> PROBLEM DESCRIPTION
Pull out and copy each line in the records below that contains the word "sign". Case counts.

> SOURCE DATA
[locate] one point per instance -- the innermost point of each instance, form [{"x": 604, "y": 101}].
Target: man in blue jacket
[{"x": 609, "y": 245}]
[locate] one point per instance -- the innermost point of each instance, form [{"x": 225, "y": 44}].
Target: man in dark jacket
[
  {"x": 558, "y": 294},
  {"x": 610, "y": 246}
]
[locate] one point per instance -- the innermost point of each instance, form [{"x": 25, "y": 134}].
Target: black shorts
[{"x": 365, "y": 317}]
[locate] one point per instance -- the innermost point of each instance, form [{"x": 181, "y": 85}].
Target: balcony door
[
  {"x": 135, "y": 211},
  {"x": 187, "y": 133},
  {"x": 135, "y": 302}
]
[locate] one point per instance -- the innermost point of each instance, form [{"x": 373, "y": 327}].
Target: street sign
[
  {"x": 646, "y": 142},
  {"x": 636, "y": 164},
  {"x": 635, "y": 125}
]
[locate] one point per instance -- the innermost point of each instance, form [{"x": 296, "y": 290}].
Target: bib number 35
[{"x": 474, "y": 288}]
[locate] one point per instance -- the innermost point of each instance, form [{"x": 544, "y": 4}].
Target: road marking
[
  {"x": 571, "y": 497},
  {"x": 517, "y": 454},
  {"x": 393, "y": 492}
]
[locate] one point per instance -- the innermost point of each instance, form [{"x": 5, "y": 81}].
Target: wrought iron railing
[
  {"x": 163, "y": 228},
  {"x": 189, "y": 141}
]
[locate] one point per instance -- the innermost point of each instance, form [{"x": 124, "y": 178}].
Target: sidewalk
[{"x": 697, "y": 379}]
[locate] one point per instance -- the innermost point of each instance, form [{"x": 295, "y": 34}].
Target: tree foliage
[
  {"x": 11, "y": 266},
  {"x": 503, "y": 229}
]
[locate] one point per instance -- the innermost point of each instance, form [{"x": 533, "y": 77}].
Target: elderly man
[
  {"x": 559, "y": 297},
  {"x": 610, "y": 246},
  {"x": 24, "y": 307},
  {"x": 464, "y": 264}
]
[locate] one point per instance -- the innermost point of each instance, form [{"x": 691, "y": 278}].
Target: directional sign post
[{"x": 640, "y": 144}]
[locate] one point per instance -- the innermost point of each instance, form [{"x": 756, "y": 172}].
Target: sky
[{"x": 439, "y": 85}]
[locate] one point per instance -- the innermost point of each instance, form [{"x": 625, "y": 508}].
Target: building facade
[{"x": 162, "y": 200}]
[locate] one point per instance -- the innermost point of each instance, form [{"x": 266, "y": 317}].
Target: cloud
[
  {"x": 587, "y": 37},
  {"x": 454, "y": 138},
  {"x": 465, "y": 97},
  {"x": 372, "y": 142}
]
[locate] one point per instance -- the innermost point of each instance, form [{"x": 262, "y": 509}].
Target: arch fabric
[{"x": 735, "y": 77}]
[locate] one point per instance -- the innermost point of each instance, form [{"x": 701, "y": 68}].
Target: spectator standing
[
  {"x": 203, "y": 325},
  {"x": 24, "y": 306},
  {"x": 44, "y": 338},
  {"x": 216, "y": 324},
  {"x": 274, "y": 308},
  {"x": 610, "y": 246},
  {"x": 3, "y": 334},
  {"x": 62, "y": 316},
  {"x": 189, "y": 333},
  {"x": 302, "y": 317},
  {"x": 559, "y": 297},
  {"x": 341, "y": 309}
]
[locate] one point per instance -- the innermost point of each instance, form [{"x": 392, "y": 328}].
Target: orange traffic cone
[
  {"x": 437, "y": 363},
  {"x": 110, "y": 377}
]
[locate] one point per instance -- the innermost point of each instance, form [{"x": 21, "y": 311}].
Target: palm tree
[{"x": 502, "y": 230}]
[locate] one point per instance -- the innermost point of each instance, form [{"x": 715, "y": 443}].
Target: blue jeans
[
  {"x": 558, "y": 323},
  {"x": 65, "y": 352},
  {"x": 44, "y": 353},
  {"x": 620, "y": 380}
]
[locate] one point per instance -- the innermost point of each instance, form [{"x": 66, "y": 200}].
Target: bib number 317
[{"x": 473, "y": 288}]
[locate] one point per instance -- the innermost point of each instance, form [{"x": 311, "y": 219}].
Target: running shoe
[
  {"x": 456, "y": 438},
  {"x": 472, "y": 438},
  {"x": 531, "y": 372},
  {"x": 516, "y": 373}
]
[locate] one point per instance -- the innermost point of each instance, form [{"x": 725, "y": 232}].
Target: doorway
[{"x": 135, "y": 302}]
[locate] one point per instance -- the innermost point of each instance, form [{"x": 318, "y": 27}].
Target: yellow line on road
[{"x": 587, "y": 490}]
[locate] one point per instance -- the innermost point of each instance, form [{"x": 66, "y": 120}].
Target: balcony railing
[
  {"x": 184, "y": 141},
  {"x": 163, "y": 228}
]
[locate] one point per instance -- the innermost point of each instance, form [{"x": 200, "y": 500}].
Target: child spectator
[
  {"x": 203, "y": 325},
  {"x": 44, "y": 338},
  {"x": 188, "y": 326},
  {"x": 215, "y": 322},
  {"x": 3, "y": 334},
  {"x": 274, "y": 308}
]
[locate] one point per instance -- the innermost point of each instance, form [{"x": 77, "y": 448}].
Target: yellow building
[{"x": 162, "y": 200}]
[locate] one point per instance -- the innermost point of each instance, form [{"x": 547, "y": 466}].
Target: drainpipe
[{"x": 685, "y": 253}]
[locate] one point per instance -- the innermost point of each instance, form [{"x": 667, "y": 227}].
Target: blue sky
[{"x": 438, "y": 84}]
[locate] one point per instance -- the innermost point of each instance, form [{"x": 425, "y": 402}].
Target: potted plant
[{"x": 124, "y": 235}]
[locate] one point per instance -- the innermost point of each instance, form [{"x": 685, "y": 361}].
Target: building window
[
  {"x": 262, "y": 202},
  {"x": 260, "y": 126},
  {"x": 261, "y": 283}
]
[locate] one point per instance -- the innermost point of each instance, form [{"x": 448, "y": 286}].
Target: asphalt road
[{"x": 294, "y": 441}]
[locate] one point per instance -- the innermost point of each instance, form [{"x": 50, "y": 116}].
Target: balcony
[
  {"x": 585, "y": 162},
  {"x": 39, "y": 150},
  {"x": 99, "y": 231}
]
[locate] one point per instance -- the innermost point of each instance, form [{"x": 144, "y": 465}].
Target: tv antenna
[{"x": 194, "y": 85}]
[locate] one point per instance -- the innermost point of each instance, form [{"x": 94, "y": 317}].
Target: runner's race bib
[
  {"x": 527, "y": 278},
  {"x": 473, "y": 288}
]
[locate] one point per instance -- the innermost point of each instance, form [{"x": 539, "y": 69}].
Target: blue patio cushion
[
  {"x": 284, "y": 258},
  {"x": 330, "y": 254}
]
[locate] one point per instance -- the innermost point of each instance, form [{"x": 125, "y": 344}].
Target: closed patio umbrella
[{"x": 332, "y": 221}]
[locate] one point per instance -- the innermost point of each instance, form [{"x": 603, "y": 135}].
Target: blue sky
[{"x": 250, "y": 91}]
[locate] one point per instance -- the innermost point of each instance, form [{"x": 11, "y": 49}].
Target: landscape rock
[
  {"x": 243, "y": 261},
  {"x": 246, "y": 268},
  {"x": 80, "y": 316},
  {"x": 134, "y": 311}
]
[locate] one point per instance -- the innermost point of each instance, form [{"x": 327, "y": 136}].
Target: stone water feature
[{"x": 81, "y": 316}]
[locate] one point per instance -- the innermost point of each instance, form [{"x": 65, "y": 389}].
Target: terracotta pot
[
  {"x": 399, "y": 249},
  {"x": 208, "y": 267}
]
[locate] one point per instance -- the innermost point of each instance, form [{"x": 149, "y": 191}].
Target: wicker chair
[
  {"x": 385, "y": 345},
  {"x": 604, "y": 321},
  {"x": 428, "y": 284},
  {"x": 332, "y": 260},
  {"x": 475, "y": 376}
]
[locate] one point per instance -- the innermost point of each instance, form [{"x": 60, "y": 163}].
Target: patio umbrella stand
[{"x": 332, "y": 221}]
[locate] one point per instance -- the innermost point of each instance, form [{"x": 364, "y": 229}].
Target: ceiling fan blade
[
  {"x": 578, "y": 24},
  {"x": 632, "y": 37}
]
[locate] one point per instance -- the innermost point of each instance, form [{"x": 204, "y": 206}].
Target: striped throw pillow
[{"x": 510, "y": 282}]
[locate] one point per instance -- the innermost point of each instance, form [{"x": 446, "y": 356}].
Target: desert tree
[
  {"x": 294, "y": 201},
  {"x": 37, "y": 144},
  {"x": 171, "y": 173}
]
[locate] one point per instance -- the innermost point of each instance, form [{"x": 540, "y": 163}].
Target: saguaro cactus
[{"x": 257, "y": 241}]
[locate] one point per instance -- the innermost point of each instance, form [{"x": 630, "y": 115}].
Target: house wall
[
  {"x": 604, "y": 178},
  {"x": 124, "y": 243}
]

> WRITTEN ANSWER
Target: street sign
Target: directional sign post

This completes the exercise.